**WHAT YOU NEED TO DO**
With every picture left out, restate the listing below exactly as written.

**ENTRIES SHOWN**
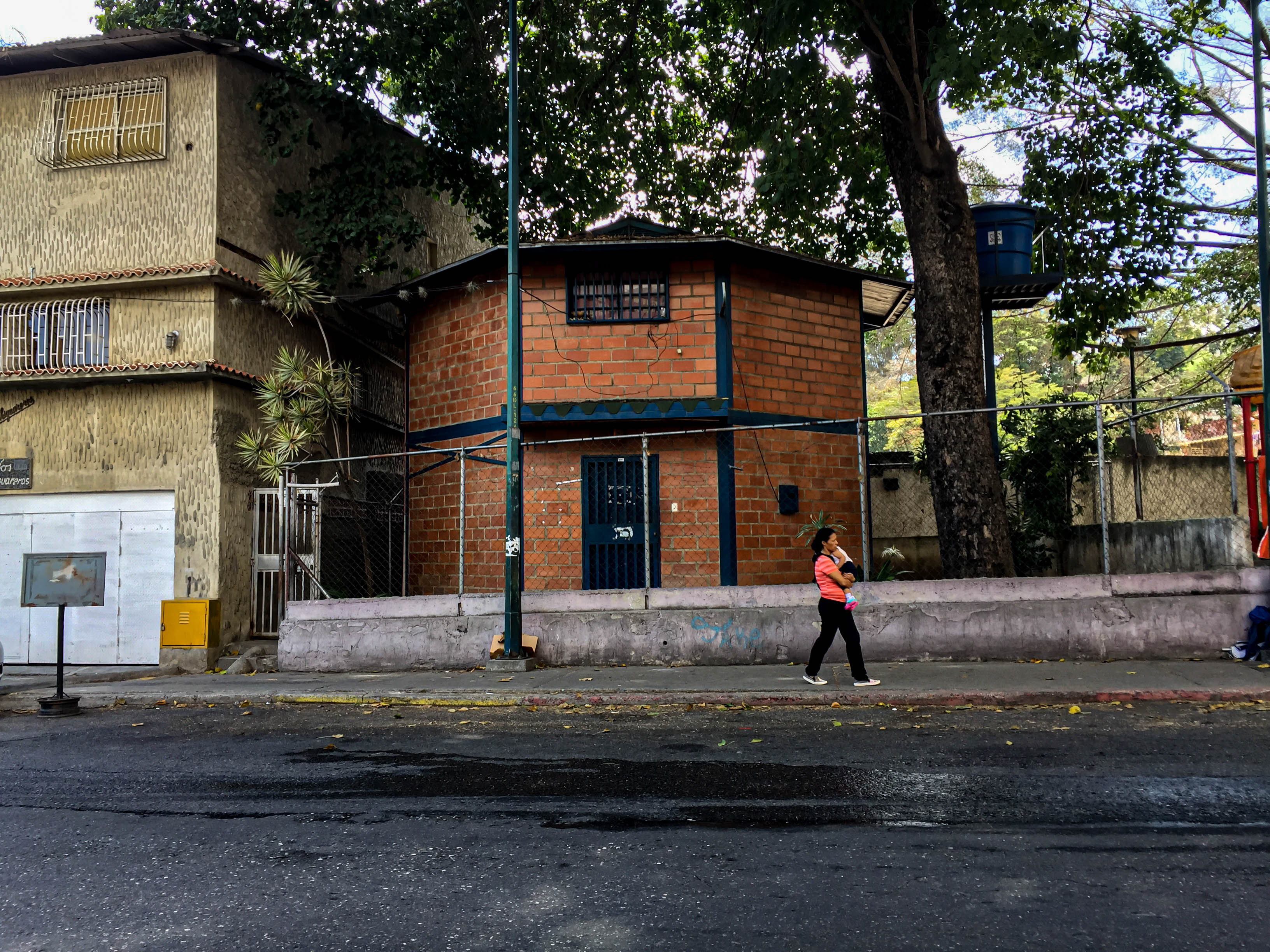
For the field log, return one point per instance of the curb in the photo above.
(911, 698)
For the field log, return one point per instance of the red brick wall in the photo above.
(590, 362)
(823, 467)
(785, 334)
(459, 356)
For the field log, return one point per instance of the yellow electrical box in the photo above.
(191, 622)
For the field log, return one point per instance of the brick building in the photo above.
(637, 329)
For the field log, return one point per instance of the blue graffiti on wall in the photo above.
(727, 634)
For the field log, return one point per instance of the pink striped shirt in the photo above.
(830, 590)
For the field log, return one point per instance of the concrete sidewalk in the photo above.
(940, 683)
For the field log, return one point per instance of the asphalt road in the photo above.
(580, 828)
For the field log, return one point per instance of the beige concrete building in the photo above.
(138, 206)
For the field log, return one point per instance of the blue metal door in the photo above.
(612, 522)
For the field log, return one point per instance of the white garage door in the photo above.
(138, 531)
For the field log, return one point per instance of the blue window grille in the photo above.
(619, 298)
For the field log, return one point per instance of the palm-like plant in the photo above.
(302, 402)
(821, 521)
(291, 287)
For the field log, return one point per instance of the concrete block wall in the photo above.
(1182, 615)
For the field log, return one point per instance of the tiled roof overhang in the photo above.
(162, 273)
(126, 374)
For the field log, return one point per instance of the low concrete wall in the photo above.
(1177, 615)
(1170, 546)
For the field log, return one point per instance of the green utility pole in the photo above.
(1263, 235)
(512, 562)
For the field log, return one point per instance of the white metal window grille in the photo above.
(619, 296)
(111, 122)
(51, 334)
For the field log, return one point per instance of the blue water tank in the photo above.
(1004, 235)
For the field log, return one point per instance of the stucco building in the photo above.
(638, 328)
(138, 207)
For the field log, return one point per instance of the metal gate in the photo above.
(612, 532)
(266, 548)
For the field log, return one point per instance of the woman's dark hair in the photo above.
(821, 537)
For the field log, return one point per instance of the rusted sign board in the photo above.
(51, 579)
(16, 474)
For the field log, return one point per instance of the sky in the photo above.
(42, 21)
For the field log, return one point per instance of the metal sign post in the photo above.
(512, 549)
(61, 579)
(1259, 126)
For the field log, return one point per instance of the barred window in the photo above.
(619, 296)
(50, 334)
(111, 122)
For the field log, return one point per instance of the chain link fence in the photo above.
(1152, 485)
(1164, 486)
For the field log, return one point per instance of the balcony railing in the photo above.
(54, 334)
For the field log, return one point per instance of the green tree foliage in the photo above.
(304, 402)
(1044, 455)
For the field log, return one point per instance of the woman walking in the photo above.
(835, 615)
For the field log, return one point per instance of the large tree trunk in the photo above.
(966, 484)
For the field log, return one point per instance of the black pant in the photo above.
(833, 619)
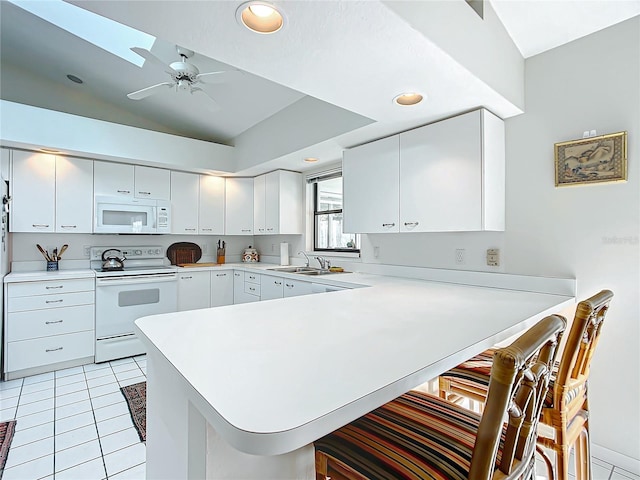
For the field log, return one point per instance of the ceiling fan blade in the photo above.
(211, 104)
(145, 92)
(150, 57)
(219, 77)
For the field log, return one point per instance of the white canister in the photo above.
(250, 255)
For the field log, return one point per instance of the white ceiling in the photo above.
(345, 60)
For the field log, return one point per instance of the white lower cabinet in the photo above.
(221, 288)
(293, 288)
(271, 287)
(241, 291)
(49, 325)
(194, 290)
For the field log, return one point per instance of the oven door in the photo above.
(120, 300)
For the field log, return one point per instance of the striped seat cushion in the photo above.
(475, 373)
(416, 436)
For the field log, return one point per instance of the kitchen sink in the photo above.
(293, 269)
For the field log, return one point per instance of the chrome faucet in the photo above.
(305, 256)
(324, 263)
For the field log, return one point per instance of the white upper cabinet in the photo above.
(185, 188)
(120, 179)
(74, 195)
(33, 192)
(113, 179)
(277, 203)
(371, 187)
(211, 209)
(239, 206)
(449, 177)
(152, 183)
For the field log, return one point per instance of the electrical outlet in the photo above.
(493, 257)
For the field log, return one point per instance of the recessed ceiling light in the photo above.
(406, 99)
(74, 79)
(260, 17)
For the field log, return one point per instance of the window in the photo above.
(327, 213)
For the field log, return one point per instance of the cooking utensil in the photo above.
(62, 250)
(112, 262)
(44, 253)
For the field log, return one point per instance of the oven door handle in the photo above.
(134, 279)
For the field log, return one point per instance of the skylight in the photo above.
(111, 36)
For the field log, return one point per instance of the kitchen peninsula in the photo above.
(242, 391)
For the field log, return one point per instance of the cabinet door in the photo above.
(185, 189)
(272, 203)
(152, 183)
(221, 288)
(441, 176)
(271, 287)
(259, 207)
(33, 193)
(370, 175)
(74, 195)
(238, 206)
(293, 288)
(114, 179)
(193, 290)
(211, 212)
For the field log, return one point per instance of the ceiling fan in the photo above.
(184, 75)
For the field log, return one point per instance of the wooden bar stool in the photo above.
(566, 407)
(420, 436)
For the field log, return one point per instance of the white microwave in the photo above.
(131, 215)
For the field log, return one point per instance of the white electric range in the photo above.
(144, 286)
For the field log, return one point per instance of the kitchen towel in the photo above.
(284, 253)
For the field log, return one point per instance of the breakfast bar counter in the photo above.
(242, 391)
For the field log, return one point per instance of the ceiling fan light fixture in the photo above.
(260, 17)
(408, 99)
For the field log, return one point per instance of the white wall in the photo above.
(590, 232)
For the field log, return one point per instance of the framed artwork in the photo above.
(592, 160)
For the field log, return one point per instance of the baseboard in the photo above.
(618, 459)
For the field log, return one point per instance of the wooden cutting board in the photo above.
(203, 264)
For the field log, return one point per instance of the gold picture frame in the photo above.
(591, 160)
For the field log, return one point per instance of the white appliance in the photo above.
(146, 286)
(131, 215)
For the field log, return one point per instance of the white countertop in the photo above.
(42, 275)
(279, 374)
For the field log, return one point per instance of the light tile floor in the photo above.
(74, 423)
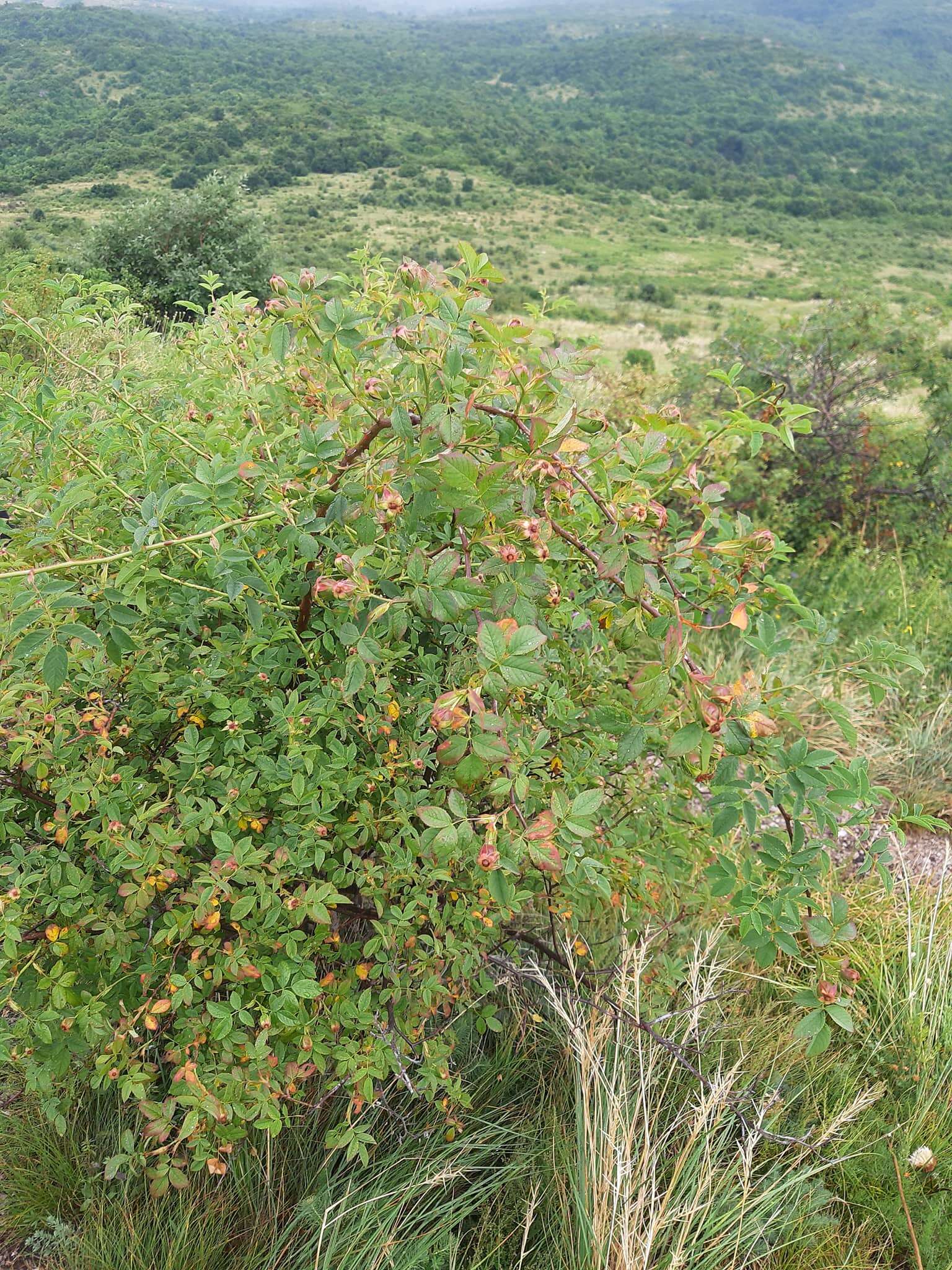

**EXERCISE OUTPUT**
For the field log, return one point per instance of the curb in the photo above.
(911, 698)
For the field log, return one point per instance of the red brick wall in the photo above.
(590, 362)
(823, 467)
(785, 334)
(459, 356)
For the field log, return one point per instance of the yellow electrical box in the photo above.
(191, 622)
For the field log, return one point per instance of the brick building in the photo above.
(637, 329)
For the field log, return one point per instance of the blue graffiti on wall in the photo above.
(727, 634)
For the field log, return one point per instance of the pink striped shirt in the photo above.
(830, 590)
For the field log, return one point per instance of the concrete sidewalk in the photo above.
(940, 683)
For the field log, return one point per instance of the asphalt road in the photo above.
(580, 828)
For the field log, return one point per instance of the beige concrete building in the photo above.
(138, 206)
For the field log, return one point per instance of the blue metal door in the photo above.
(612, 522)
For the field log, return one point per instance of the white garage door in the photo above.
(138, 531)
For the field log, return one point per instance of the blue window grille in the photo above.
(619, 298)
For the field log, return one point per instance of the palm-like plant in the photo above.
(302, 402)
(821, 521)
(291, 287)
For the field log, return one point per instance of the concrete block wall in the photo above.
(1182, 615)
For the field log, return one point per instance of the tiled roof overhang in the photo above.
(162, 273)
(126, 374)
For the field log, return one point per instance of the low concrete wall in the photo above.
(1177, 615)
(1170, 546)
For the field log, return one point per instance of the green utility pole in the photo above.
(1263, 235)
(512, 562)
For the field log, return one point per instance of the white metal window grille in the photo above.
(619, 296)
(111, 122)
(51, 334)
For the field log, return one point per instance of the blue water tank in the photo above.
(1004, 235)
For the field log, return one point per instance of the stucco building in the photo above.
(638, 328)
(138, 207)
For the field log, return one point per instance of the metal gate in the photo above.
(612, 532)
(266, 548)
For the field log, return one point per instance of the woman's dark hair in the photo above.
(821, 537)
For the field log, return one point per instance of the rusted sign board in the photo above.
(51, 579)
(16, 474)
For the field log, return one point per instance of the sky in the photo above.
(42, 21)
For the field log, return one point per instance of the metal sign post in the photo above.
(512, 549)
(61, 579)
(1259, 126)
For the field log, return one point per instance of the barred window in the photo above.
(619, 296)
(50, 334)
(111, 122)
For the field log, return one point per instance of the chain link fence in the photo above.
(1152, 485)
(1164, 486)
For the field log, return one point per instance of the balcony railing in the photo above.
(54, 334)
For the field log, return one point per instance of the green tree foliage in the photo above.
(304, 402)
(1044, 455)
For the field log, return one point per instance of the woman walking in the photo above.
(835, 615)
For the field log, return one point per instance of the large tree trunk in the photo above.
(966, 484)
For the field log, return one point per instance of the black pant in the photo above.
(833, 619)
For the field log, return one point per instance of the ceiling fan blade in the photo above.
(211, 104)
(145, 92)
(150, 57)
(219, 77)
For the field log, return one point per instance of the white canister in the photo above.
(250, 255)
For the field log, return one point per instance of the white ceiling in the photo above.
(345, 60)
For the field log, return one point per instance of the white lower cabinet in the photo above.
(221, 288)
(293, 288)
(271, 287)
(241, 291)
(49, 325)
(194, 290)
For the field log, return one point per instance of the oven door in the photo above.
(120, 300)
For the field log, return one point per instance of the striped seat cushion in the photo above.
(475, 373)
(416, 436)
For the field log, return one point per instance of the kitchen sink in the photo above.
(293, 269)
For the field log, return one point per instance of the chrome faucet in the photo above.
(305, 256)
(324, 263)
For the field log, return one point per instance of the white upper cabinet in the photo above.
(185, 188)
(120, 179)
(74, 195)
(33, 192)
(113, 179)
(277, 203)
(371, 187)
(211, 209)
(239, 206)
(449, 177)
(152, 183)
For the field log, return one point per instance of the electrical outlet in the photo above.
(493, 257)
For the field log, return one point per instance of the recessed ceiling light in the photo above.
(406, 99)
(74, 79)
(260, 17)
For the field log, return one point per instance of the window in the photo above.
(327, 213)
For the field log, return one point per instance of the cooking utensil in the photo above.
(62, 250)
(112, 262)
(44, 253)
For the field log, return one point per instance of the oven door handle in the photo above.
(134, 279)
For the field log, return one point per instance of the skylight in the photo above.
(111, 36)
For the field log, return one point per instance of the kitchen peninsula in the photo above.
(242, 391)
For the field log, return one point per instance of the cabinet door in the photo above.
(185, 189)
(272, 203)
(152, 183)
(221, 288)
(441, 176)
(271, 287)
(259, 207)
(33, 193)
(370, 175)
(74, 195)
(238, 206)
(293, 288)
(114, 179)
(193, 290)
(211, 212)
For the field log, return one point per instance of the ceiling fan in the photo above.
(184, 75)
For the field log, return one point per instance of the wooden bar stool in the photo above.
(566, 407)
(420, 436)
For the field log, return one point per instance of the white microwave in the photo above.
(131, 215)
For the field log, return one point per instance of the white electric range in the photo above.
(144, 286)
For the field log, return one point per instance of the kitchen towel in the photo above.
(284, 253)
For the field log, return one point per instance of the breakfast bar counter in the photo above.
(242, 391)
For the field log, return one point per instance of the ceiling fan light fixture in the photo above.
(260, 17)
(408, 99)
For the field log, return one point per instance of the white wall in the photo above.
(590, 232)
For the field log, return one point per instance of the framed artwork in the photo above.
(592, 160)
For the field log, return one point per instance of the baseboard in the photo above.
(618, 459)
For the field log, return one point per instance of the wooden cutting board in the photo above.
(203, 264)
For the field log, return one point per instance of the gold picture frame in the photo above.
(591, 160)
For the field log, return one point per instance of the white appliance in the photo above.
(146, 286)
(131, 215)
For the field log, return one point per instance of the white countertop in the photo above.
(42, 275)
(279, 374)
For the field log, return one point per instance of the light tile floor in the photo above.
(74, 423)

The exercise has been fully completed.